Anyway, I really do hope you’re enjoying your day. Have you taken the time to just sit and breathe? Take in who you are for the day? Do that if you haven’t. Always make sure to check in with yourself.

I wish you well. Try not to beat the shit out of yourself.

My First Deal!

Hi, everybody.

After two months, I’ve sealed my first contract at my new job (it’s actually a pretty good timeframe to get a deal here)!

I’m pumped! I go into the quarterly business review next week with much more confidence now. It’s a relief. A huge, huge relief.

Things do work out if you keep at it.

I just wanted to share a bit of success with you today. I hope you’re making small steps or leaps and bounds when it comes to successes, too.

I wish you well. Try not to beat the shit out of yourself.

Control The Controllable

Hi, everybody.

I wanted to take this time to shoot you a quick reminder that you can only control what you can control. Everything else? Don’t stress on it.

I had to tell myself this multiple times this week as I work from home and continuously have internet issues that could in end cost me my job. However, it’s out of my control. Instead of freaking out, I am finding solutions. Oh, and I got the two free months of internet out of complaining, HA!

But seriously, don’t stress yourself with things outside of you. It’s not worth it. It’s not healthy. Treat yourself right.

I wish you well. Try not to beat the shit out of yourself.

What’s That? A Quote? Multiple?

Hi, everybody.

Yep, you guessed it! It’s QUOTE DAY!!!!!!

Let’s do this thing, yeah? I got some good ones for ya today (I think).

We learned the shocking truth that “home” isn’t necessarily a spot on earth. It must be a place you can “feel” at home, which means “free” to us.

Maria von Trapp

When it’s over, I want to say: all my life I was a bride married to amazement. I was the bridegroom, taking the world into my arms.

Mary Oliver

There are two ways of spreading light: to be the candle or the mirror that reflects it.

Edith Wharton

Today I choose life. Every morning when I wake up I can choose joy, happiness, negativity, pain… To feel the freedom that comes from being able to continue to make mistakes and choices – today I choose to feel life, not to deny my humanity but embrace it.

Kevyn Aucoin

I wish you well. Try not to beat the shit out of yourself.

Me

I Lied

Hi, everybody!

It’s in the title: I lied. I’m writing to you again after just yesterday telling you I’m done writing for a bit. Oh, boy, how easy do I mess up?

But it’s not a bad thing. I actually had a tremendous day so far and I think the evening is promising.

This goes to show you that it’s important to live in each moment and not think about each possible moment, past or future. Yesterday I felt done with this blog. Today I felt compelled to write to you lot.

### SET PROBLEM 1
According to the blog excerpt, what did the writer get from complaining about the internet issues?

[Items from a labeling collection]
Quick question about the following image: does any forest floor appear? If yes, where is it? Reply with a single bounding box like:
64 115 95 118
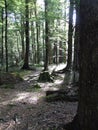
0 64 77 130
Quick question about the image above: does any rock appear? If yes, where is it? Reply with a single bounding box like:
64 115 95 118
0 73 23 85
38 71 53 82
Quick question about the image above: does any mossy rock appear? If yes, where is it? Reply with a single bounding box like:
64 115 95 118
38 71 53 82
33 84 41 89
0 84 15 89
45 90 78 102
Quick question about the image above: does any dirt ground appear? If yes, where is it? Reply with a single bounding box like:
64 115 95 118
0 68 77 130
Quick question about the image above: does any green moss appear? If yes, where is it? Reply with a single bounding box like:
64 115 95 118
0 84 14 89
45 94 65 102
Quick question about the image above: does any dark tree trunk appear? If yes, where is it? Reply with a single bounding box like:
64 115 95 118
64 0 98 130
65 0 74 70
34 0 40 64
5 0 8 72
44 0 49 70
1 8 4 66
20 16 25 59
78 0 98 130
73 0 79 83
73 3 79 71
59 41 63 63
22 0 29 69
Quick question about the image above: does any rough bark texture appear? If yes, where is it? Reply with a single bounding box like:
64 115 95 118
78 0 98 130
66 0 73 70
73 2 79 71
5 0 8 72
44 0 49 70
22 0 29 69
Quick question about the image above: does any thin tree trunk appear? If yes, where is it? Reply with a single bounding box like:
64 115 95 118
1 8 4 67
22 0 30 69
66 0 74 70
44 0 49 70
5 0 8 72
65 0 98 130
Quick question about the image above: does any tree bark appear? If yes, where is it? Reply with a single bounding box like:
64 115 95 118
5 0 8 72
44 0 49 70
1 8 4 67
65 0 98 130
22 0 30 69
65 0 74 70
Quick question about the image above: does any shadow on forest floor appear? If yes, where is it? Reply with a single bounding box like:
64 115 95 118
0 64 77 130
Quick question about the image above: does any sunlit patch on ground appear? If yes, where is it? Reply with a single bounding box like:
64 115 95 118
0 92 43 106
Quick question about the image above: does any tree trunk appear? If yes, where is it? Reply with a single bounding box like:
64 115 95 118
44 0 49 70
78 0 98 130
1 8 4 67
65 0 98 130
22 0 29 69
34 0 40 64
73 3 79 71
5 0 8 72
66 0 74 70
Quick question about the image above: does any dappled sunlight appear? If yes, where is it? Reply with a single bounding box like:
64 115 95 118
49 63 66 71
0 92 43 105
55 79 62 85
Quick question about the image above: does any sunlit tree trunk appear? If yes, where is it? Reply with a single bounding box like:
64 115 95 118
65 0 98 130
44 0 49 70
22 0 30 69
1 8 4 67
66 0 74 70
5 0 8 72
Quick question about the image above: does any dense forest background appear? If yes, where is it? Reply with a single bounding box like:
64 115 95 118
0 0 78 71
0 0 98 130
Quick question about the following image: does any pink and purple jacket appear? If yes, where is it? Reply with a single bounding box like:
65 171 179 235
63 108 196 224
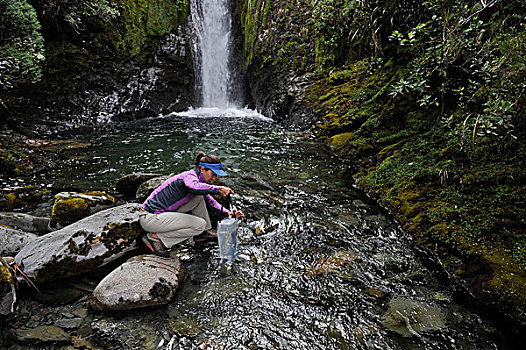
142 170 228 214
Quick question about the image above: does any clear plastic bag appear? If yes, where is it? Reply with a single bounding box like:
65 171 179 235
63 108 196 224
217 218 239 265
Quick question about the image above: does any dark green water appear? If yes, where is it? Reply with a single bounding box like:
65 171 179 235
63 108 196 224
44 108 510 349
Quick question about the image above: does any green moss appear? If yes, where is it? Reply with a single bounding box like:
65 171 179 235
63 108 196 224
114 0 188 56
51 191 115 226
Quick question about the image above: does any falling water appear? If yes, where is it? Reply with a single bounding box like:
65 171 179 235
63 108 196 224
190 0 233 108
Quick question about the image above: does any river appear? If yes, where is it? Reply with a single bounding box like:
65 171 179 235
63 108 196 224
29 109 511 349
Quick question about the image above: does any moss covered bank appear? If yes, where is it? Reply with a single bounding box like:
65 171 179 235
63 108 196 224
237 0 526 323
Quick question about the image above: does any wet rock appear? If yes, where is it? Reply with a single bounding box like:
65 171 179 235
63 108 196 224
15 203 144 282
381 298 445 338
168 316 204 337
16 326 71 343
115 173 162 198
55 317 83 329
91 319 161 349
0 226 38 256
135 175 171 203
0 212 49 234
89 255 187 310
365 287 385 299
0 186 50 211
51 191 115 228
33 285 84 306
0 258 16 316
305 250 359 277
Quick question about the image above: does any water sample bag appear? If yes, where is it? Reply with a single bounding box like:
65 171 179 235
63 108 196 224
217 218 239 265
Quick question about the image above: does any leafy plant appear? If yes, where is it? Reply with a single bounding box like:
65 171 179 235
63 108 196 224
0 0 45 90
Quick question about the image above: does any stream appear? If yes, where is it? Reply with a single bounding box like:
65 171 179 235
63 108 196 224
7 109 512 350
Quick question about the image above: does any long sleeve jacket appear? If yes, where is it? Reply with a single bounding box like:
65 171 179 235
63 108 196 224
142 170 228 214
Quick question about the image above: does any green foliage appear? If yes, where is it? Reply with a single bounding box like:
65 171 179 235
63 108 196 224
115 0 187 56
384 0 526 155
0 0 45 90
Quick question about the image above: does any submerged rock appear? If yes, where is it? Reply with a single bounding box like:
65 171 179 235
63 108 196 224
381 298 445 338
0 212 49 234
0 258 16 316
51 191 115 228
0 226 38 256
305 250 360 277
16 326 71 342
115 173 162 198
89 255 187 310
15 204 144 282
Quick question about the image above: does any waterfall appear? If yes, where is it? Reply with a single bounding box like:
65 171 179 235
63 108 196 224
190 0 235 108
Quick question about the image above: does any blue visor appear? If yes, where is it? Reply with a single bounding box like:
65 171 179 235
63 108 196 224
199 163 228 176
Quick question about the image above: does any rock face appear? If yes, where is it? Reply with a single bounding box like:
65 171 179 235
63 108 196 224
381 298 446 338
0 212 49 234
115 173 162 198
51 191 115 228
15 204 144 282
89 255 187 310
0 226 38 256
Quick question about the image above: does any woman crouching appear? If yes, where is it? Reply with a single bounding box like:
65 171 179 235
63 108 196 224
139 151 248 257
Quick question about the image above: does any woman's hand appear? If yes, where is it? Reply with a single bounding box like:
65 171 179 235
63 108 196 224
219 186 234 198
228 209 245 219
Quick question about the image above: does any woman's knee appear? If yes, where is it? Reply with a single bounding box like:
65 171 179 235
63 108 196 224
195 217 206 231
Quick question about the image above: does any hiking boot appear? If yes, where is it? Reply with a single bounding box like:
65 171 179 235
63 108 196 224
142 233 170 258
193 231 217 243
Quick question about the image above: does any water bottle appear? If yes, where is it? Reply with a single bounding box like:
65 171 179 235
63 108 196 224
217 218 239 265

### SET PROBLEM 2
Output lines of the entries as a numbered list, skipping blank lines. Begin at the line in the entries that contains "Quick question about the image above: does any woman's hand" and stop after the last line of the entries.

### RESULT 1
Two free months of internet.

### RESULT 2
1. Quick question about the image above: does any woman's hand appear? If yes, where is it? Reply with a single bounding box like:
2. 65 171 179 235
3. 63 108 196 224
4. 219 186 234 198
5. 228 209 245 219
6. Quick question about the image above: does any woman's knee appear? If yes, where is it? Reply with a single bounding box like:
7. 65 171 179 235
8. 63 108 196 224
9. 195 217 206 231
10. Quick question about the image above: does any hiking boot appear? If yes, where is it? Reply with a single bounding box like:
11. 65 171 179 235
12. 63 108 196 224
13. 142 233 170 258
14. 193 231 217 243
15. Quick question about the image above: does any water bottle appear? If yes, where is it? Reply with a single bounding box like:
16. 65 171 179 235
17. 63 108 196 224
18. 217 218 239 265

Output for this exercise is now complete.